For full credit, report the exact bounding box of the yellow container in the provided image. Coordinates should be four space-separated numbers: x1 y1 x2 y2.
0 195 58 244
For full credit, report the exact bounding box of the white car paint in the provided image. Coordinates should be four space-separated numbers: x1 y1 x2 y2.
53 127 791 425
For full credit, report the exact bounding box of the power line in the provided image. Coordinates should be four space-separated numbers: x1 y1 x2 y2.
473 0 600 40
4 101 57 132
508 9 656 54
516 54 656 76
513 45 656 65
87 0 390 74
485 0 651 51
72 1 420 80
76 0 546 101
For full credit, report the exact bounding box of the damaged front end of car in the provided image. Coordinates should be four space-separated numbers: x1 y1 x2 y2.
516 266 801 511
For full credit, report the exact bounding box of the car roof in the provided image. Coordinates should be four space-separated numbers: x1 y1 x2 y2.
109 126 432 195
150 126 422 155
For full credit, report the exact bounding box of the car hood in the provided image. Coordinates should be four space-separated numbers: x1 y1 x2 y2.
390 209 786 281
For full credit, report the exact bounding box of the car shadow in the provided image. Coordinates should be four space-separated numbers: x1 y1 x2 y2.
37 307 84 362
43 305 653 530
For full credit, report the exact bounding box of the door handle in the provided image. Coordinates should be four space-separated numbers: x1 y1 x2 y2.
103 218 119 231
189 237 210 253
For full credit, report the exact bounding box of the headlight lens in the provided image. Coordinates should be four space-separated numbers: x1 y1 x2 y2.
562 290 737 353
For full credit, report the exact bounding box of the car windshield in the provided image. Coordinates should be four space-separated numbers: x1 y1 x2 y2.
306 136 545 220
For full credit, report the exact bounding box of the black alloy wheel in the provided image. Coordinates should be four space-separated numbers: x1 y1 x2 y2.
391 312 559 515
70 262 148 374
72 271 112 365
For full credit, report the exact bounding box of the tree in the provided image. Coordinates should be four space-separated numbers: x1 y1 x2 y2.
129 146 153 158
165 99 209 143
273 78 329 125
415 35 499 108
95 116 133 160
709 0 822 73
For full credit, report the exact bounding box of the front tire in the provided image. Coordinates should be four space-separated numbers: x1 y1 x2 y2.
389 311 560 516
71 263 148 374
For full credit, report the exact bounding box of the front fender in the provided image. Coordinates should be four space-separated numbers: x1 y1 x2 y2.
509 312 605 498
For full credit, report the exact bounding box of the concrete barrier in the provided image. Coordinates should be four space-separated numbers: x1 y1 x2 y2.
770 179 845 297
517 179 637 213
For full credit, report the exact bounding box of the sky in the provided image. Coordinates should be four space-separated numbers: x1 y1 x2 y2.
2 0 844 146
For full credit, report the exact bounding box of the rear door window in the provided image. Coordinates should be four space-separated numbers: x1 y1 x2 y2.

========

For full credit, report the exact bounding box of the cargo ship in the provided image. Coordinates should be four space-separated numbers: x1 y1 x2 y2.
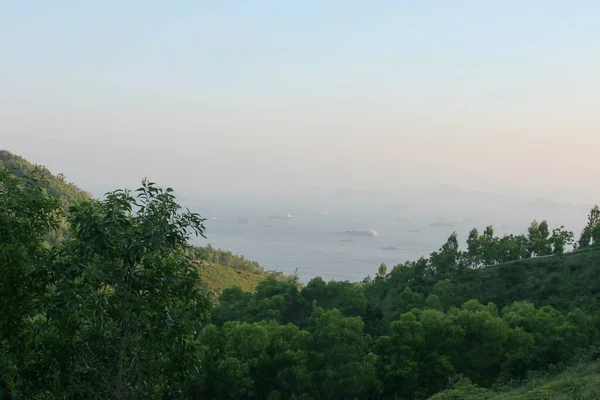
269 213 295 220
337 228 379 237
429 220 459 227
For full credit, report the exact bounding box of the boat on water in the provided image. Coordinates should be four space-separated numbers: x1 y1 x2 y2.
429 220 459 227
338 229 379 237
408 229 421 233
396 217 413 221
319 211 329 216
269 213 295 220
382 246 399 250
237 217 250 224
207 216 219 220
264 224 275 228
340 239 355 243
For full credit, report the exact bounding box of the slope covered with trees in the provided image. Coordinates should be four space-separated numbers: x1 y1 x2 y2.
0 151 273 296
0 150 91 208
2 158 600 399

========

Extract exactly and only the lines above from the line containing "For full credit, report the exact bounding box of the sky" through the line containing "For full credit, report the exact bounding box of the rear", both end lines included.

For full credit, report the exact bounding box of the sky in the provided image. Coordinates should be four space-separated numbers: x1 y1 x2 y2.
2 0 844 146
For full credit, report the exact bounding box of the rear door window in the provided image. Coordinates should be four space-separated numbers: x1 y1 x2 y2.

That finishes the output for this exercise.